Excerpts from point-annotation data
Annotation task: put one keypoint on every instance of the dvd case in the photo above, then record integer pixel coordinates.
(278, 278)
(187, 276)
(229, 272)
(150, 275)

**Short exercise**
Render the lines above as a JSON list of strings, one string per line, with blank lines omitted.

**Expected answer**
[
  "Annotation task: put one keypoint on every instance of the dvd case in the photo above, then record integer pixel coordinates.",
  "(278, 278)",
  "(187, 276)",
  "(229, 272)",
  "(150, 275)"
]